-- begin Data for the task --

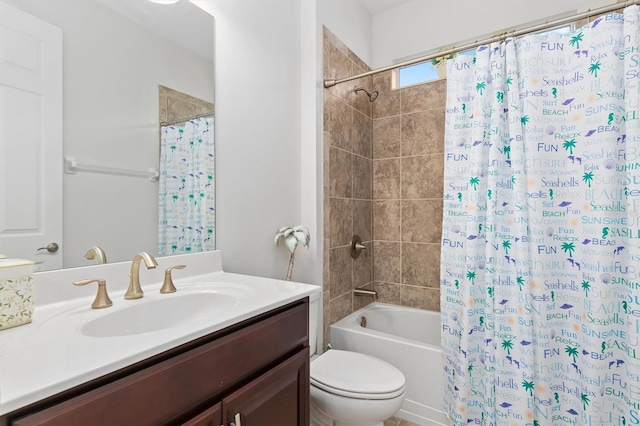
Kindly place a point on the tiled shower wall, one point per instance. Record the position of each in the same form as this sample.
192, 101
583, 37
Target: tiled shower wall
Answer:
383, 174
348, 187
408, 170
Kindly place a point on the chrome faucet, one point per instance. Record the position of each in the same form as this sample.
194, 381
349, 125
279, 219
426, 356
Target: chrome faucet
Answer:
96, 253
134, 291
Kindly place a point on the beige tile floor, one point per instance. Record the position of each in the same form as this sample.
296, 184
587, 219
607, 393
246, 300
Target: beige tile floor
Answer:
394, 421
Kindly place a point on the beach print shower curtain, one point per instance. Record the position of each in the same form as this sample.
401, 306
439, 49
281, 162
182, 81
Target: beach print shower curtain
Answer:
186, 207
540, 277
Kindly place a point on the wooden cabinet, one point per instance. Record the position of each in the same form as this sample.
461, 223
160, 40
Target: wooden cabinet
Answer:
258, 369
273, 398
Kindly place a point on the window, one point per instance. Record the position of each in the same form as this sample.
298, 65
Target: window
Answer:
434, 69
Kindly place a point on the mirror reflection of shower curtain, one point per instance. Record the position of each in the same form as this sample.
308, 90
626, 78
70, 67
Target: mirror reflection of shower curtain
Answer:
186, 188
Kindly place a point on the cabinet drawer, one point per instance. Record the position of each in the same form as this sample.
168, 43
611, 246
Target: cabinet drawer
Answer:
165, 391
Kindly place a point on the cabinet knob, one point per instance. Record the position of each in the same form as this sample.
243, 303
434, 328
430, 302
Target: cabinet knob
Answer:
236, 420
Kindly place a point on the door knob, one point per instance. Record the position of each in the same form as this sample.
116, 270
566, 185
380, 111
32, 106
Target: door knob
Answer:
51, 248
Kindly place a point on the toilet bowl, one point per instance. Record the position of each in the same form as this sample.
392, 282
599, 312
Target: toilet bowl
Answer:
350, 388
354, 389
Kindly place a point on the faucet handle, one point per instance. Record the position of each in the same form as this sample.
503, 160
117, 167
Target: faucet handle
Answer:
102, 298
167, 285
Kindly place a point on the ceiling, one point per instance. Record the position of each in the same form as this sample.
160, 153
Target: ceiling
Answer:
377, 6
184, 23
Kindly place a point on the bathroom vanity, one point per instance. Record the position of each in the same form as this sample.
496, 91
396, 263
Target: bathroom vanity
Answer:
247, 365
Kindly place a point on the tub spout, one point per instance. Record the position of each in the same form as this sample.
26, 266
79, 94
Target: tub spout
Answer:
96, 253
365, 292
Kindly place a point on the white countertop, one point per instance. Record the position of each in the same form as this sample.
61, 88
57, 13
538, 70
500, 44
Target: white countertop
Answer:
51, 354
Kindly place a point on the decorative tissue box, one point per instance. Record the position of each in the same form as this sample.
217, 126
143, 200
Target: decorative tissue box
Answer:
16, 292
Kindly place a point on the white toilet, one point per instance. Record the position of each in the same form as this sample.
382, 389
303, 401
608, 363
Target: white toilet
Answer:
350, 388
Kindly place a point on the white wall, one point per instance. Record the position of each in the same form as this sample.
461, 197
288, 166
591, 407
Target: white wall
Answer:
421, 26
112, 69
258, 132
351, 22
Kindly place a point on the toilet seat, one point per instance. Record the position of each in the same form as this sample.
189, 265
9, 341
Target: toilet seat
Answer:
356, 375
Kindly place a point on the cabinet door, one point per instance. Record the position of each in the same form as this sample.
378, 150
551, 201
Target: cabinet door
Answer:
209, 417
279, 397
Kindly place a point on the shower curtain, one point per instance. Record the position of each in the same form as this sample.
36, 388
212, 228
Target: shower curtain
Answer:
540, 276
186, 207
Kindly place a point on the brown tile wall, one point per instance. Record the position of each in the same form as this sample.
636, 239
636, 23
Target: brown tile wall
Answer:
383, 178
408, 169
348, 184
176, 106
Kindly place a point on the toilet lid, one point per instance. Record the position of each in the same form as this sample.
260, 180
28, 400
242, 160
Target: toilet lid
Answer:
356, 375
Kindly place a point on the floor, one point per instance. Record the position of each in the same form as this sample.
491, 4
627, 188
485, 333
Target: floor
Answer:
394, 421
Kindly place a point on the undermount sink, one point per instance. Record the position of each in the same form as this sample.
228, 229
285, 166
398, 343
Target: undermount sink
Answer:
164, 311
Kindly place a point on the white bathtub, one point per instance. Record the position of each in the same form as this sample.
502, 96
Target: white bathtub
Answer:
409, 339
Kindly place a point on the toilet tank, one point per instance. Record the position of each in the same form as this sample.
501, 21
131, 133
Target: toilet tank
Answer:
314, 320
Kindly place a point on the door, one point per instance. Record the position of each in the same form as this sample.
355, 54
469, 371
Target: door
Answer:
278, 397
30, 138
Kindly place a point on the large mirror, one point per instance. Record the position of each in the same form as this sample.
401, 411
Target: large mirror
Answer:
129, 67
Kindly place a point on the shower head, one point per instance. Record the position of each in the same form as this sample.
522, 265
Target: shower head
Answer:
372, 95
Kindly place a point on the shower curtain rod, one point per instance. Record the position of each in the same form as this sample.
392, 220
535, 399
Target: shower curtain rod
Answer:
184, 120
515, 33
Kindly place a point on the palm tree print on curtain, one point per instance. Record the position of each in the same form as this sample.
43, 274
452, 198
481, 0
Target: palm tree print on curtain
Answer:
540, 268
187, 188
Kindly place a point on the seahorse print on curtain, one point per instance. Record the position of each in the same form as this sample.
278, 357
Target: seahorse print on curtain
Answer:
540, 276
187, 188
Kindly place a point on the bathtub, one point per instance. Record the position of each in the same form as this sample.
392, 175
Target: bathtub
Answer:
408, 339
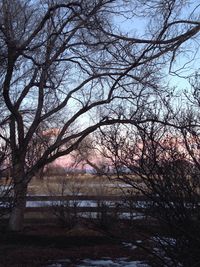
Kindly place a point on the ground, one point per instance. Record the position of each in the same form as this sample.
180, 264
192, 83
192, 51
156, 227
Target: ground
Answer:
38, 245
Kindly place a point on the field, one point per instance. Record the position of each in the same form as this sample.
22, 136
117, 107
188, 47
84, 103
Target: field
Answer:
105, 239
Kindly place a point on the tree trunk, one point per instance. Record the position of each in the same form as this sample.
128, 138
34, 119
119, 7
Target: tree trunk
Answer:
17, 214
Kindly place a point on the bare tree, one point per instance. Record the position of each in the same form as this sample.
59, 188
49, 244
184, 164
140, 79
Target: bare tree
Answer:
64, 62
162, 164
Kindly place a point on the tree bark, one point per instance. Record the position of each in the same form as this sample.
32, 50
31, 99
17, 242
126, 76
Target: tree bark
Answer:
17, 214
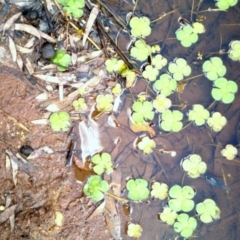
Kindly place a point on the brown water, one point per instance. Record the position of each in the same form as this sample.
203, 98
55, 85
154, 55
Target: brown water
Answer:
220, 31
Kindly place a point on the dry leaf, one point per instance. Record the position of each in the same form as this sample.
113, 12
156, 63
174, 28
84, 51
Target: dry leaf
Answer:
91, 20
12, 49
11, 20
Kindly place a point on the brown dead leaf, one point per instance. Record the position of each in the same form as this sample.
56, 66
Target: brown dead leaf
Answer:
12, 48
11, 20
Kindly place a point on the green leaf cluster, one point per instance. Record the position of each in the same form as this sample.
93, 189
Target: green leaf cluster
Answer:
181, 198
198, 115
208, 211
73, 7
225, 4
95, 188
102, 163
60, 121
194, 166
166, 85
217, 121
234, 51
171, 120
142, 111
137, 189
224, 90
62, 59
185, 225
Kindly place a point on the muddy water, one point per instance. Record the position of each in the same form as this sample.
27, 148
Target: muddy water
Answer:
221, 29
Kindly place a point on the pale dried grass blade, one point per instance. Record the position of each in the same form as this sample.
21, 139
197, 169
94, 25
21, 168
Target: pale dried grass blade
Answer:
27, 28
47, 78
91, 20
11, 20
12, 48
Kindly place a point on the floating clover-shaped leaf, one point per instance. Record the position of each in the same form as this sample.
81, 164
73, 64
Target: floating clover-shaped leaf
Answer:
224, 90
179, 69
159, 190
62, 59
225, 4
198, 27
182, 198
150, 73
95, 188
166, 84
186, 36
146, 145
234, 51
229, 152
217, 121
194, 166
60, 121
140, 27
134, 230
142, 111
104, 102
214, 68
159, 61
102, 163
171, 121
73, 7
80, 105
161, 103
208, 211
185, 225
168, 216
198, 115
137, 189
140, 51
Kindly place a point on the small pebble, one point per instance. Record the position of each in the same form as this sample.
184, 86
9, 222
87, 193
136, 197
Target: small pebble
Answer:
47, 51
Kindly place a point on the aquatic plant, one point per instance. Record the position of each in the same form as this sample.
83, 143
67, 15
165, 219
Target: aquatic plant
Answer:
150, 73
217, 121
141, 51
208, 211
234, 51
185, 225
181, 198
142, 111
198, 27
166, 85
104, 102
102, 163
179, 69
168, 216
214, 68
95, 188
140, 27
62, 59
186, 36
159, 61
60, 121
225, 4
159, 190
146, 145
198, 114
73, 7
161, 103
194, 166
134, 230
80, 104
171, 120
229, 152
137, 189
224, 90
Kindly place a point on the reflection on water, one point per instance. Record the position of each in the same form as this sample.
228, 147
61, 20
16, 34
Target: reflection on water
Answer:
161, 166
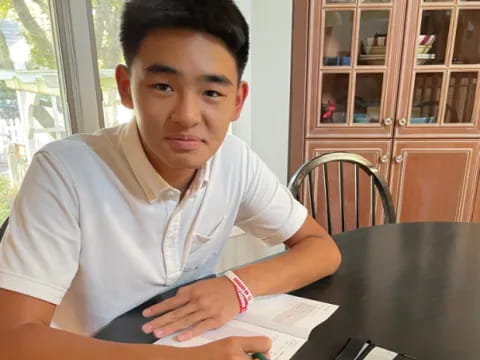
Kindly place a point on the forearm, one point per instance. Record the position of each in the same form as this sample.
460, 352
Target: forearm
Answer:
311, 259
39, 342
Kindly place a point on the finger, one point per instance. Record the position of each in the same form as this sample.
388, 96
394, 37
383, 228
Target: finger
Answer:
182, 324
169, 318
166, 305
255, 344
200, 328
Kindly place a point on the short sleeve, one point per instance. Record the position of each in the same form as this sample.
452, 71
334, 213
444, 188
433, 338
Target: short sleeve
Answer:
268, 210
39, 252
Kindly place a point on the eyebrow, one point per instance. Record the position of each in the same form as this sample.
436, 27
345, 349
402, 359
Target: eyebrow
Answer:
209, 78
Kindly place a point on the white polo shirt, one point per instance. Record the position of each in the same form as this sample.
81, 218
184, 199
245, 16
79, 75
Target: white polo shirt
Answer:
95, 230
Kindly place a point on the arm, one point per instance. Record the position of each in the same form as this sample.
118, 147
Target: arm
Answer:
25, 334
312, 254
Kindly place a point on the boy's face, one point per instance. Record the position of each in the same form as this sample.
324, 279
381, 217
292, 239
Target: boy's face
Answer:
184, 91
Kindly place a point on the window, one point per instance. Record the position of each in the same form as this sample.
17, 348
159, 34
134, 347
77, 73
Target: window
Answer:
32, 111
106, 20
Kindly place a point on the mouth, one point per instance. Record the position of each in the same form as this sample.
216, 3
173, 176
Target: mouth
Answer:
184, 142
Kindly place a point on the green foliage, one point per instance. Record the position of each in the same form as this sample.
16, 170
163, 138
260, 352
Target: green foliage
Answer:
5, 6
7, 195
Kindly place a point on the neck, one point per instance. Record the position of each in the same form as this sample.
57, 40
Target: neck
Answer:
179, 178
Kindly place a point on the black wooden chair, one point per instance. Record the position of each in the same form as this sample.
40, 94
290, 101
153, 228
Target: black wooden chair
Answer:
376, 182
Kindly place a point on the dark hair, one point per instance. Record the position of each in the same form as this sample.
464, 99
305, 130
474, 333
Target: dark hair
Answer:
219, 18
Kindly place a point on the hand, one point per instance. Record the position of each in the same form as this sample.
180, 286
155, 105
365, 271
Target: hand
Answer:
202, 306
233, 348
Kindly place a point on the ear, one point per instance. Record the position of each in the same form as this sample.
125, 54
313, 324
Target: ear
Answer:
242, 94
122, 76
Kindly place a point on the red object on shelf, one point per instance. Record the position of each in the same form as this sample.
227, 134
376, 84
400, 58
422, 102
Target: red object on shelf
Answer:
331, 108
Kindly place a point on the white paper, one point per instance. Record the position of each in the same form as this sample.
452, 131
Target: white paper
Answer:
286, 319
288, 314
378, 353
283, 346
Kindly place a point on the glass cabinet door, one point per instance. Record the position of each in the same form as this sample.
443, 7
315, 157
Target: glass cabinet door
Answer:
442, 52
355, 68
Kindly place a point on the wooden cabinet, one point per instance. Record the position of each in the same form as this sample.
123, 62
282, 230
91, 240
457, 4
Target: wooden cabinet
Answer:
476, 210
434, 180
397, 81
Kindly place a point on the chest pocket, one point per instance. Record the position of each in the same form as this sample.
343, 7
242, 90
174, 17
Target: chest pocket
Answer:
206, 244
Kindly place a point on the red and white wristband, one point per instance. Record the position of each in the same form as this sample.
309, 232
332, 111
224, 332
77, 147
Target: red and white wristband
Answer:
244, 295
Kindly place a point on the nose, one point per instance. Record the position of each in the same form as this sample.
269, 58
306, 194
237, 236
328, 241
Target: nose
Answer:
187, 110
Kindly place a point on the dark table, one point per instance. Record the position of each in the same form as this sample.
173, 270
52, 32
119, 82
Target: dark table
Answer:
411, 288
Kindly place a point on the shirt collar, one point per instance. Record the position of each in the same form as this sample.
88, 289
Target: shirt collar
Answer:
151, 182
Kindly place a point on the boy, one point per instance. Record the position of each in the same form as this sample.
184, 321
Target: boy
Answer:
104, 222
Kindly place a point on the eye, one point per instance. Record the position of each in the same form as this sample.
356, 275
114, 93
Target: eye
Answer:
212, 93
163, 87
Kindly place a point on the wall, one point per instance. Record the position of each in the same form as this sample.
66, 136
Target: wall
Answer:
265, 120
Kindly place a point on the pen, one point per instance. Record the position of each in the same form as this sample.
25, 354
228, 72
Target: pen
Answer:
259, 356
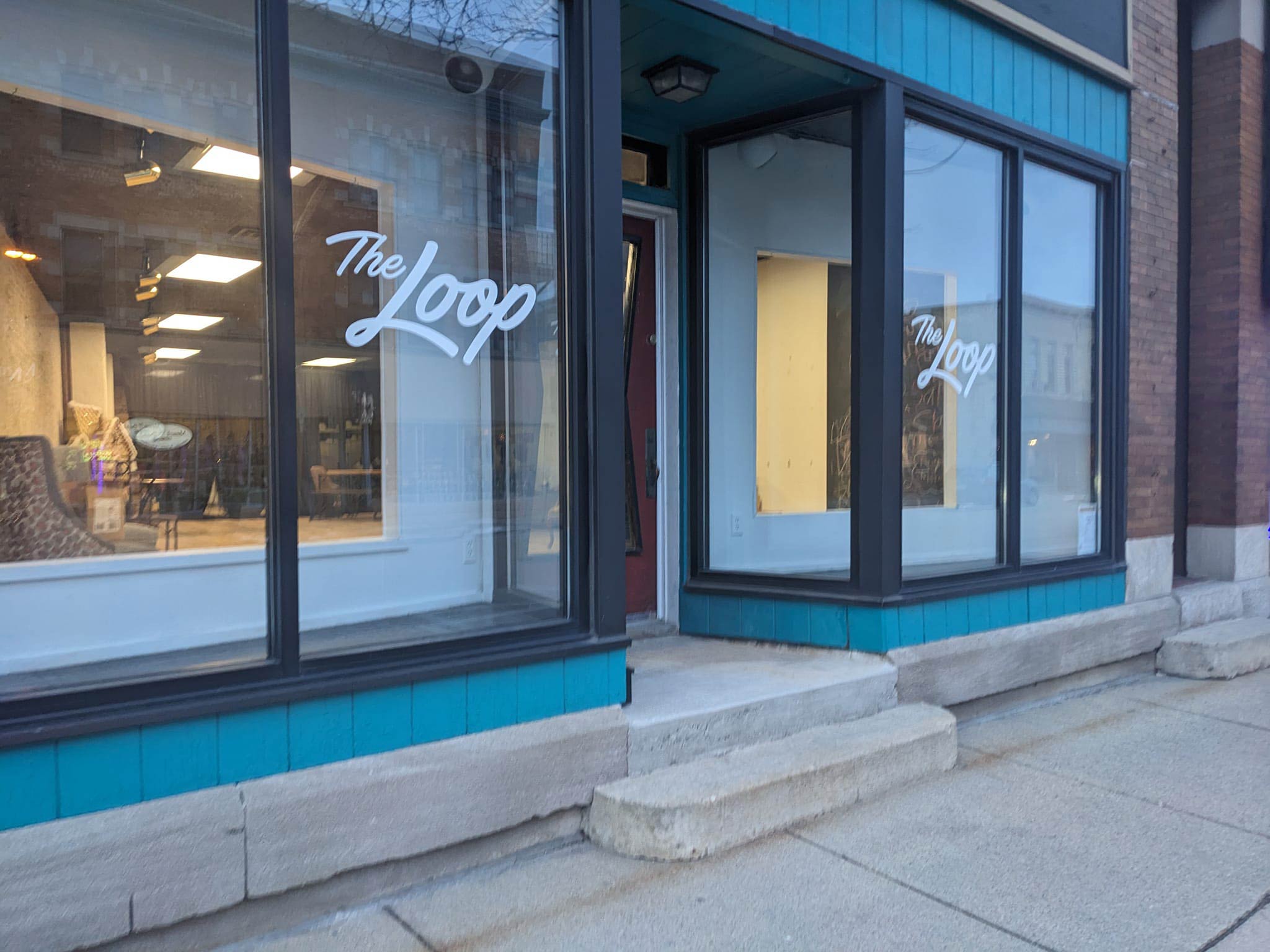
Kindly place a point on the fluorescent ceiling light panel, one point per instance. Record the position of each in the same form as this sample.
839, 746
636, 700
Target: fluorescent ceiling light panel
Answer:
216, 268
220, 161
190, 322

-- end Data for the task --

Required work:
Starting with the line that contains "Kindly place a point on the eye, one" and going on through the end of the records, repeat those lines word for word, leaving out any pictures.

Written solution:
Kindly place a point on the eye, one point per instance. Record the position of each in the same form as this sample.
356, 275
114, 93
Target: eye
Answer:
212, 93
163, 87
Kindly place a point on the wall, one point per instance. Record the position of each in the same form as this sample.
66, 136
Target: wall
Answer:
265, 120
Kindly place a point on the pen, one point per instance. Record the position of each in the same form as this sample.
25, 354
228, 72
Target: pen
Answer:
259, 356
Kindly place a point on the fluorescent ceiling light panel, one point per instance. Record the position of each in the same form as this sample.
839, 746
636, 700
Target: fluorescent ceiling light panel
Answer:
216, 268
220, 161
190, 322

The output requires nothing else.